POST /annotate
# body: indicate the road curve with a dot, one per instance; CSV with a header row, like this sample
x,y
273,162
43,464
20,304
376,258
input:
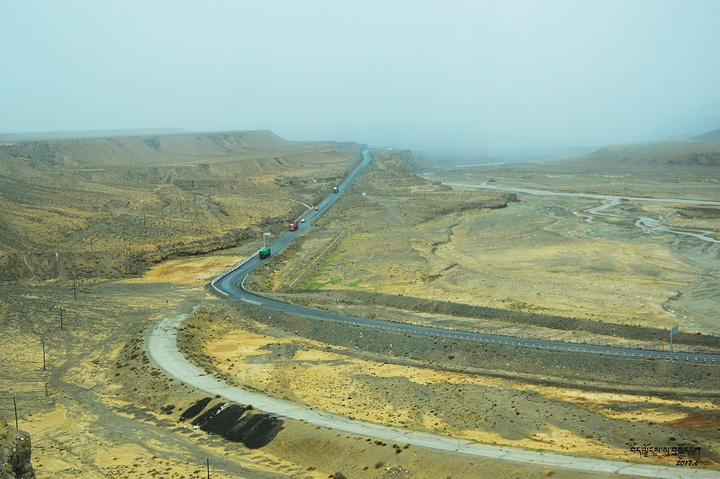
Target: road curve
x,y
162,350
231,285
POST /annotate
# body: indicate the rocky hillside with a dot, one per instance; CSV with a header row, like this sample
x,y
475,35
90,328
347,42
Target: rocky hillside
x,y
106,207
698,151
14,453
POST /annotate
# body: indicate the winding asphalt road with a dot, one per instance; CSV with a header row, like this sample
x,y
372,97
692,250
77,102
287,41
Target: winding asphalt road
x,y
162,350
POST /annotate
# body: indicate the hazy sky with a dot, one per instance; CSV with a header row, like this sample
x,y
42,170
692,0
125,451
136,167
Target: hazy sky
x,y
411,73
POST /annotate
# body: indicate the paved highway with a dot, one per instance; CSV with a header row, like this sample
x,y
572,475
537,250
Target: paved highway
x,y
231,284
163,352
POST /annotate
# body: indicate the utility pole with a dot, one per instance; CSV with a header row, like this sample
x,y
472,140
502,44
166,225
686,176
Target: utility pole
x,y
672,331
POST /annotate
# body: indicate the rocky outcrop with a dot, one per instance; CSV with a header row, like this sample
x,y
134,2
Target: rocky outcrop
x,y
15,454
235,423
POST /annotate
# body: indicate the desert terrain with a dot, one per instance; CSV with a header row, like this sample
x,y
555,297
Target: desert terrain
x,y
396,245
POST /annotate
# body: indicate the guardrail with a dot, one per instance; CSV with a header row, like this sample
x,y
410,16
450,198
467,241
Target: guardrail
x,y
231,270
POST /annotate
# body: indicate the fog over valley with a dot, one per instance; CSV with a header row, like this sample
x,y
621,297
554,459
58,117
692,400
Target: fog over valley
x,y
494,76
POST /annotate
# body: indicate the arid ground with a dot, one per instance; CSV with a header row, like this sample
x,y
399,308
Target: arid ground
x,y
396,246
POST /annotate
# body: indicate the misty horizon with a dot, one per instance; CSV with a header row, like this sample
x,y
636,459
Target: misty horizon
x,y
492,76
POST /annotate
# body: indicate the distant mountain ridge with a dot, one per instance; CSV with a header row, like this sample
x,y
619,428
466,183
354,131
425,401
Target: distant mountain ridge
x,y
695,151
108,207
56,135
709,136
69,153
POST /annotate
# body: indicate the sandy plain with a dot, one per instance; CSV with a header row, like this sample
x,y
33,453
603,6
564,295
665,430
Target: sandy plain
x,y
100,410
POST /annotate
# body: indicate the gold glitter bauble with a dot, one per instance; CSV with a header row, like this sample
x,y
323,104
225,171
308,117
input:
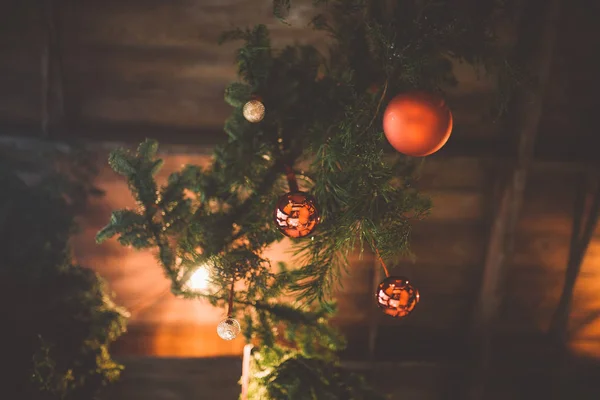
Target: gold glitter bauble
x,y
396,296
254,111
228,329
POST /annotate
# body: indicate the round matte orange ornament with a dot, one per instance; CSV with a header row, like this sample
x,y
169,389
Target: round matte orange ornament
x,y
417,123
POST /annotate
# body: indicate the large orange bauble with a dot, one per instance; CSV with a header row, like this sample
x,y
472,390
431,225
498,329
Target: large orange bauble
x,y
418,123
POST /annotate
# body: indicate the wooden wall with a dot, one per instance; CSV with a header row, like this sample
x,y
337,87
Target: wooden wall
x,y
449,247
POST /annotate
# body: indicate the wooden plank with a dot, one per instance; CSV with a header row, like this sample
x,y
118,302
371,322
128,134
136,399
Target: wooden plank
x,y
528,111
455,205
584,224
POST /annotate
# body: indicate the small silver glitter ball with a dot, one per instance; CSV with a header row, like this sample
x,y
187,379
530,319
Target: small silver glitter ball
x,y
254,111
228,329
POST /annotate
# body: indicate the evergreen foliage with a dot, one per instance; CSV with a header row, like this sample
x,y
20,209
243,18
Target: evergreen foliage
x,y
58,318
323,121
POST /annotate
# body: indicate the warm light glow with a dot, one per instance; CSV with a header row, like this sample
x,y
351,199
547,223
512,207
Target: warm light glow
x,y
199,279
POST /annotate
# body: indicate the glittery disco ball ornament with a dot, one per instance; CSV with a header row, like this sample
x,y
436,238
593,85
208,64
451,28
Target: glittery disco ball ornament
x,y
228,329
254,111
396,296
296,214
417,124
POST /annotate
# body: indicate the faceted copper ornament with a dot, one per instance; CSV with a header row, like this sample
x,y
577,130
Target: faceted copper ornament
x,y
296,214
228,329
254,111
396,296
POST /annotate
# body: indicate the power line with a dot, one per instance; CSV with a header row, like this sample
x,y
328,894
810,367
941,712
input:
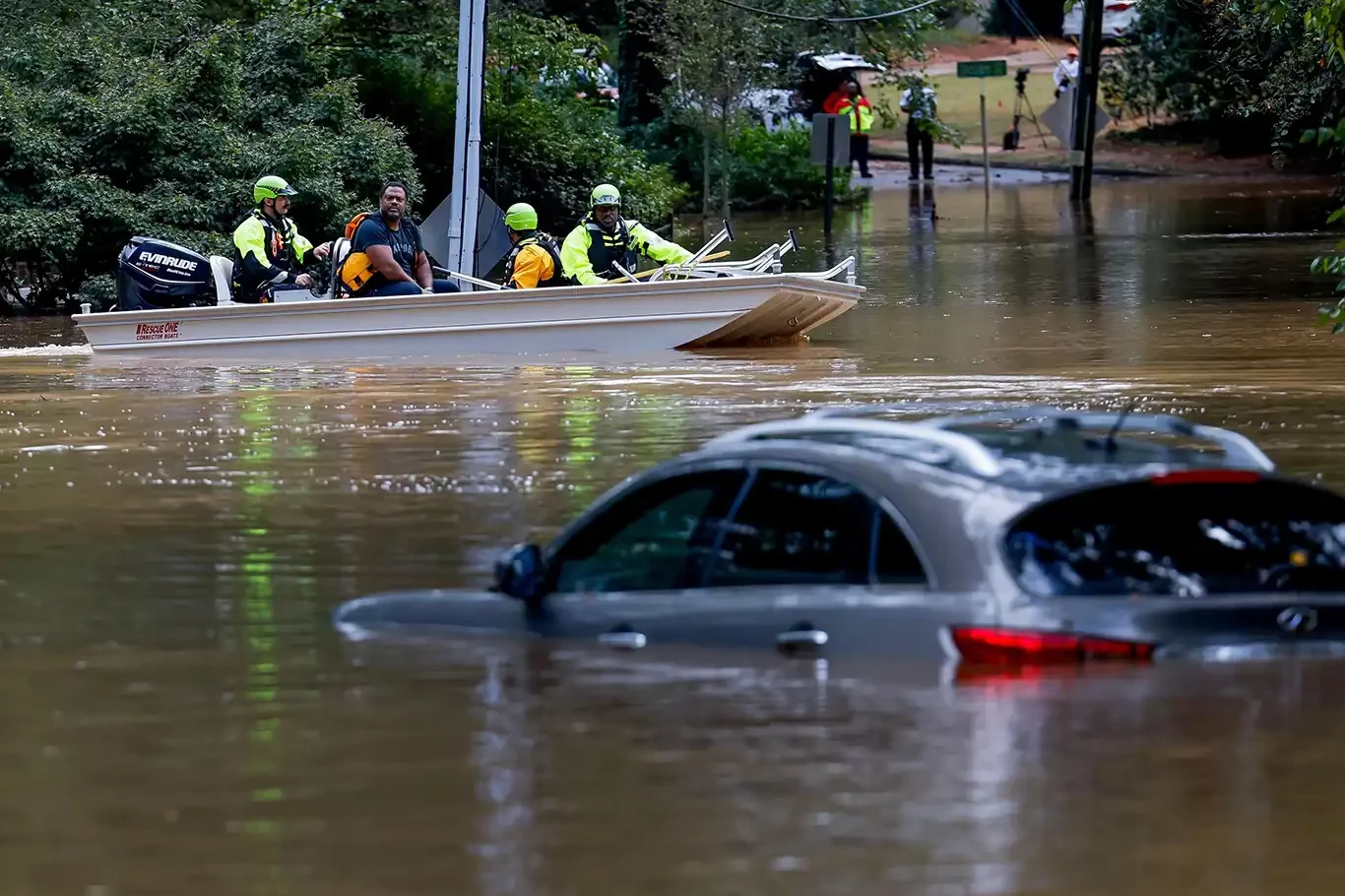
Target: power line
x,y
827,21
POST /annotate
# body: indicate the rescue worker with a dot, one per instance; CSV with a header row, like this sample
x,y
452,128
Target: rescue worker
x,y
922,107
1066,72
268,248
860,110
386,253
536,259
603,237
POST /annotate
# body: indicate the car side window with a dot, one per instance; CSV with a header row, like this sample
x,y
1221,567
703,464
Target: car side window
x,y
895,558
654,539
797,529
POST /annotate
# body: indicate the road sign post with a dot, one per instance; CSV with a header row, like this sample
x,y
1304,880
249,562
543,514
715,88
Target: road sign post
x,y
984,69
830,148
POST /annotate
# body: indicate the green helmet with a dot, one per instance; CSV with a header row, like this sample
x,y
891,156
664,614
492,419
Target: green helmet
x,y
605,194
521,217
271,186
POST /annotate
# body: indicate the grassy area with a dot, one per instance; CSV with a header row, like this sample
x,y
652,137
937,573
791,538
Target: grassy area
x,y
959,105
948,37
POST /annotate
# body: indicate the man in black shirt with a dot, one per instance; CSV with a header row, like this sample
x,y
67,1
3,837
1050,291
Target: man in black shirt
x,y
396,253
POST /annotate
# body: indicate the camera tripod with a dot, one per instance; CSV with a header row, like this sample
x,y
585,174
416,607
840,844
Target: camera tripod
x,y
1018,102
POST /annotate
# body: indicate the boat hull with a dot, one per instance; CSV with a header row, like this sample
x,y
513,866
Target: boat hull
x,y
609,319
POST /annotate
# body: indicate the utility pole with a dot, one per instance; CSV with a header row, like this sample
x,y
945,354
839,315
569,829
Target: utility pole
x,y
1086,102
467,139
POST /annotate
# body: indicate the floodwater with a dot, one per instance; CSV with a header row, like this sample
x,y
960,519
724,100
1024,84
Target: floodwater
x,y
179,716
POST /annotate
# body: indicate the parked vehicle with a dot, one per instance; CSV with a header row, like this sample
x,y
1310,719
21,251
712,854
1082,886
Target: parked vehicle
x,y
1017,537
1117,18
811,77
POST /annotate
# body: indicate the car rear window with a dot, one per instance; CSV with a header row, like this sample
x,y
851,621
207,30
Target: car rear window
x,y
1183,539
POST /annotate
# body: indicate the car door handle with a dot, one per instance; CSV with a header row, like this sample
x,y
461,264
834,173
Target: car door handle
x,y
801,635
623,638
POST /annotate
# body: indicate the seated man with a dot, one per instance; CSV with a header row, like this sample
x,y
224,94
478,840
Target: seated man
x,y
605,238
536,257
268,248
386,254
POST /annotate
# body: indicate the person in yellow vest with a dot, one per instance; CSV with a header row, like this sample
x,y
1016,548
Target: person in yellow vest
x,y
536,257
860,110
605,238
268,248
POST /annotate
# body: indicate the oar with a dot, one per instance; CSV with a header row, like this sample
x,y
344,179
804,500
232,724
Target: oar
x,y
701,253
650,272
454,275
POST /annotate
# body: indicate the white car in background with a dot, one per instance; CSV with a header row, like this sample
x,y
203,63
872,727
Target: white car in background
x,y
1117,17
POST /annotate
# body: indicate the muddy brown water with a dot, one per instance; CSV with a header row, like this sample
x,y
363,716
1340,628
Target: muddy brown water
x,y
179,715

----

• **Aim of the task**: Write out the material above once more, exactly as it reads, with no pictures.

• **Result below**:
POST /annotate
# body: indicate the road curve with a dot, one per instance; CSV with a header row, like this sample
x,y
273,162
43,464
20,304
376,258
input:
Target: road curve
x,y
162,350
231,285
POST /annotate
# body: indicate the rocky hillside with a dot, one per instance; CSV with a header row, like this sample
x,y
475,35
90,328
347,42
Target: rocky hillside
x,y
106,207
698,151
14,453
POST /annotate
# body: indicate the winding asphalt road with a dot, one per instance; CSV with a header row, like this sample
x,y
372,97
692,250
77,102
287,41
Target: winding asphalt road
x,y
162,350
POST /annotate
# body: indicate the hazy sky with a dot, one per instance; CSV with a header row, like this sample
x,y
42,170
692,0
125,451
136,167
Target: hazy sky
x,y
411,73
POST /annotate
# body: indicate the paved highway with a dot, one per instance; CSV with a header row, like this sample
x,y
572,475
537,250
Target: paved highway
x,y
231,284
163,352
POST /annotate
# body: indicate the utility pole with a dot, one per instance; CSV with a header row, like this sample
x,y
472,140
502,44
166,225
686,176
Target: utility pole
x,y
672,331
POST /annotate
# body: indicate the rocky outcrop with a dot, one per instance; CSV with a header row, like this sample
x,y
134,2
Target: rocky outcrop
x,y
15,454
235,423
POST /annotate
# body: indicate the desert terrain with a dot, one per instance; CSV with a header row, like this sample
x,y
555,297
Target: desert terrain
x,y
396,245
POST /annotate
# body: indicate the guardrail with a dot, one per instance; CSV with a header row, like this sample
x,y
410,16
450,198
467,241
Target: guardrail
x,y
231,270
POST /annotate
# body: indicate the fog over valley with a dot, one per instance; CSV with a header row, like this sample
x,y
621,297
554,459
58,117
692,400
Target: fog over valley
x,y
494,76
POST /annotate
# body: indicate the arid ground with a dot, one per instance; CSV with a header row, like this sample
x,y
399,308
Target: arid ground
x,y
396,246
POST /annotate
# body: indicate the misty horizon with a dot, one per instance; CSV with a header row, like this sample
x,y
636,459
Target: misty horizon
x,y
492,76
POST /annotate
# body: indicate the distant mountain ridge with a dot, one per instance; CSV with a header row, like this sample
x,y
619,428
466,183
354,131
425,401
Target: distant mountain ridge
x,y
695,151
108,207
56,135
709,136
69,153
POST /annotate
# body: indicate the sandy plain with a dot, one per instance; CSV with a header row, like this sample
x,y
33,453
603,6
564,295
665,430
Target: sandy plain
x,y
100,410
POST /annotate
# body: indicate the gold glitter bauble with a dot, one per instance; CSV with a header row, like this sample
x,y
323,104
225,171
308,117
input:
Target: gold glitter bauble
x,y
396,296
254,111
228,329
POST /annotate
# body: indicate the round matte orange ornament with a dot, one per instance; CSV with a header row, like this sample
x,y
169,389
Target: round matte orange ornament
x,y
417,123
POST /annotate
# body: indicate the large orange bauble with a dot, one per instance; CSV with a header row, like this sample
x,y
472,390
431,225
498,329
Target: large orange bauble
x,y
418,123
POST /annotate
# body: indicate the wooden wall with a dot, one per instance; CSV with a header row, like this sample
x,y
337,87
Target: wooden wall
x,y
449,247
POST /annotate
# body: indicate the wooden plank with a dot, one per instance; CSV with a header row, like this sample
x,y
118,302
371,322
128,134
136,399
Target: wooden plank
x,y
528,111
455,205
584,224
POST /annotate
# body: indicate the small silver glitter ball with a dot, one per instance; CSV with a header row, like this sample
x,y
187,379
530,319
Target: small silver glitter ball
x,y
254,111
228,329
POST /annotate
# body: indicate the evergreen foliage with a dot, one per instance; CSV with a header row, like this sample
x,y
20,209
243,18
Target: evergreen foliage
x,y
58,318
323,121
POST /annotate
# body: indicate the warm light glow with a dot, one per instance; CSV with a header row, like this sample
x,y
351,199
547,223
512,207
Target: warm light glow
x,y
199,279
POST /annotate
# body: indicate the glittery disco ball ornament with a dot, one per instance; CSV with a header row, like this sample
x,y
436,238
593,85
208,64
451,28
Target: glittery disco ball ornament
x,y
228,329
254,111
396,296
296,214
417,124
POST /annotate
# body: indicate the faceted copper ornament with a dot, one per instance; CSV with a header row, like this sample
x,y
577,130
Target: faceted copper ornament
x,y
296,214
228,329
254,111
396,296
POST /annotate
# body: indicate the power line with a dot, one per instance; CSV with a header row, like this sample
x,y
328,894
810,367
941,712
input:
Target: power line
x,y
827,21
POST /annotate
# body: indicate the rescue worker with a dot, one per instance; CSV with a header row, like this sample
x,y
452,128
Target: rescue worker
x,y
922,107
1066,72
268,248
860,110
386,253
536,259
603,237
POST /annotate
# body: indicate the car side window with a dot, one per instance; CSV with a header row, like this sample
x,y
1221,567
703,464
Target: car side window
x,y
895,558
654,539
797,529
POST /annotate
# body: indicate the road sign post with a dot, one per instance; CSV with a header row, like this sample
x,y
1304,880
249,562
543,514
715,88
Target: road sign post
x,y
984,69
830,148
POST /annotate
# body: indicate the green helmet with a dot, one per instance; CSV with a header row, like this sample
x,y
891,156
664,614
492,419
Target: green helmet
x,y
605,194
521,217
271,186
POST /annotate
# body: indicate the grassy area with a dot, one per instance; CSV with a header row, like this sample
x,y
652,137
937,573
791,538
Target: grassy area
x,y
959,105
948,37
POST /annotate
# body: indicate the man in black shirt with a dot, one per instance; CSV with a header row, like this sample
x,y
67,1
3,837
1050,291
Target: man in black shirt
x,y
396,253
POST /annotate
# body: indicate the camera tripod with a dot, one per instance; CSV with a header row, like this sample
x,y
585,174
416,607
840,844
Target: camera tripod
x,y
1018,102
POST /annotate
# body: indicate the boat hull with a dot, one per instance; CSV with a header row, like this sample
x,y
513,866
Target: boat hull
x,y
609,319
POST /annotate
# body: indicate the utility pole with a dot, one per instance; CSV with a header row, like this sample
x,y
945,354
839,315
569,829
Target: utility pole
x,y
1086,102
467,139
POST /annotate
# body: indicate the floodwater with a dot, one per instance; CSV with a header row, like this sample
x,y
960,519
724,100
1024,84
Target: floodwater
x,y
179,716
POST /annotate
# body: indicate the parked vehicle with a dot, one per instance; CSV with a header row, like this sample
x,y
1310,719
21,251
712,854
1082,886
Target: parked vehicle
x,y
1017,537
1117,18
811,77
POST /annotate
# body: indicate the car rear window with a dot, one per instance; CSV with a header row, like this sample
x,y
851,621
207,30
Target: car rear window
x,y
1183,539
POST /annotate
# body: indicate the car door handle with a dot, one per instance; CSV with a header row, like this sample
x,y
461,264
834,173
Target: car door handle
x,y
801,635
623,638
POST /annotate
# body: indicate the seated man with a dot, one per instance; CSV with a header row, like this sample
x,y
224,94
478,840
Target: seated man
x,y
605,238
536,257
268,248
386,254
POST /annotate
# body: indicate the person in yellow vest with a dot, one per instance; CSV with a header row, like this sample
x,y
1016,548
Target: person in yellow vest
x,y
536,257
860,110
605,238
268,248
POST /annotate
# body: indicate the oar with a dot, one per instance; CSV with a header row, like this sample
x,y
344,179
804,500
232,724
Target: oar
x,y
701,253
650,272
454,275
POST /annotate
# body: indicate the white car in background with a dot, one per instance; CSV with a header row, like this sample
x,y
203,63
872,727
Target: white car in background
x,y
1117,17
POST /annotate
# body: indicate the muddy brown water with a dot, one per instance; CSV with a header row, like this sample
x,y
363,716
1340,628
Target: muddy brown water
x,y
179,715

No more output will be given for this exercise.